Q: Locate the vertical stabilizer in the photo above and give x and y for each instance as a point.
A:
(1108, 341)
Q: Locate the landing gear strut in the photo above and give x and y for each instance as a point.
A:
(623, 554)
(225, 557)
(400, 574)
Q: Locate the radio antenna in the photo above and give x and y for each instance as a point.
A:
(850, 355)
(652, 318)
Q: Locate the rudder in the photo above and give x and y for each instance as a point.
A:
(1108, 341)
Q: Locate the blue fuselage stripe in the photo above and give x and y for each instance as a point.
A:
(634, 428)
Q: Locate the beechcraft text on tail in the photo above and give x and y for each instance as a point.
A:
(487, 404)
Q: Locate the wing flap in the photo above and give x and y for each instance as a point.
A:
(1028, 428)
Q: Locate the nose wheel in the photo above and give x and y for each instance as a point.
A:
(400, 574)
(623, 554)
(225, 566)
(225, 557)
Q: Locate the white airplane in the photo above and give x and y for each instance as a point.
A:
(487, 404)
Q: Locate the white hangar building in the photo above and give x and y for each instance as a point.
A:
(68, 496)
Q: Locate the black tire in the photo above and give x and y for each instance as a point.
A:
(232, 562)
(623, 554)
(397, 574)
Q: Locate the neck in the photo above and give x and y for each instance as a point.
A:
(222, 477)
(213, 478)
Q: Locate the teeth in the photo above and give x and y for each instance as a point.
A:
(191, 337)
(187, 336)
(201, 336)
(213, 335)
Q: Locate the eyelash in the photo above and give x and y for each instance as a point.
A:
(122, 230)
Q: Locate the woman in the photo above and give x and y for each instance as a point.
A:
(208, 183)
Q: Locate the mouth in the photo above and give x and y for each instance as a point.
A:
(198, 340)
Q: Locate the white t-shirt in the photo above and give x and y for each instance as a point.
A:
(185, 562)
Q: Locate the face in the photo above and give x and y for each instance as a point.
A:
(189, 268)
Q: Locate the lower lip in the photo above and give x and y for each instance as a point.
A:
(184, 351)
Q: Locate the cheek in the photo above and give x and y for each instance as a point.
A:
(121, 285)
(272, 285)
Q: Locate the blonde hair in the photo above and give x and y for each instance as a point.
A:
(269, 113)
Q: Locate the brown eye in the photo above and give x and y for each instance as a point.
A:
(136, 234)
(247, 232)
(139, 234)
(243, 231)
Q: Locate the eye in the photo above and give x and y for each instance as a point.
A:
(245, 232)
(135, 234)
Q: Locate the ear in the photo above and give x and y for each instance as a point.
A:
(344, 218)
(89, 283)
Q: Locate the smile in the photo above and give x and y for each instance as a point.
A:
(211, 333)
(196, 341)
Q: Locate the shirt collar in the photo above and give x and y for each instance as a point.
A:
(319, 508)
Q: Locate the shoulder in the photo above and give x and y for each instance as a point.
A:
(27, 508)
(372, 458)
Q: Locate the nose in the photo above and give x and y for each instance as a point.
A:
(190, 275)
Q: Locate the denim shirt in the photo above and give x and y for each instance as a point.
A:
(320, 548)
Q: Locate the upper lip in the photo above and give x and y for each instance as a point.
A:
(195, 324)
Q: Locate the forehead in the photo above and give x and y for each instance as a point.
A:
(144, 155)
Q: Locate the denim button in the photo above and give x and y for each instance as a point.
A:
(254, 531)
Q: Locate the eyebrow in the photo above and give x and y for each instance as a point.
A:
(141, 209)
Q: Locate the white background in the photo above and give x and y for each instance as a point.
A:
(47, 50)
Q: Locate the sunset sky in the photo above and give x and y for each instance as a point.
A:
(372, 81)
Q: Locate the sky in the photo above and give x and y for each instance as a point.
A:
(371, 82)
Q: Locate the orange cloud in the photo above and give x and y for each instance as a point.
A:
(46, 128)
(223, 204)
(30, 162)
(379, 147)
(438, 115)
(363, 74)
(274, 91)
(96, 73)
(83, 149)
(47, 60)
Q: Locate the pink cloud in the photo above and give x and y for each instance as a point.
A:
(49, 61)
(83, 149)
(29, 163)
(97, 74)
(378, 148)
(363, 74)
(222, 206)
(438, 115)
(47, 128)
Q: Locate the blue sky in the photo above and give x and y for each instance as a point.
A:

----------

Request>
All lines from the one with "Q: Locate the sunset" through the final line above are to be quoted exactly; quote no other line.

The reply>
Q: Locate the sunset sky in the photo above and give x and y for each instance as a point.
A:
(372, 81)
Q: Locate the sky in the photo above and give x and y for each instance as a point.
A:
(371, 82)
Q: Locate the orange cloud in the photo above and give x and y for each instance as a point.
A:
(46, 128)
(223, 204)
(30, 162)
(379, 147)
(438, 115)
(363, 74)
(274, 91)
(96, 73)
(83, 149)
(47, 60)
Q: Locate the pink cloud in the photo above and give x and y for each instance as a point.
A:
(49, 61)
(83, 149)
(29, 163)
(97, 74)
(378, 148)
(363, 74)
(222, 206)
(438, 115)
(47, 128)
Q: Locate the blue sky in the photo above and give x and y for each instance as a point.
A:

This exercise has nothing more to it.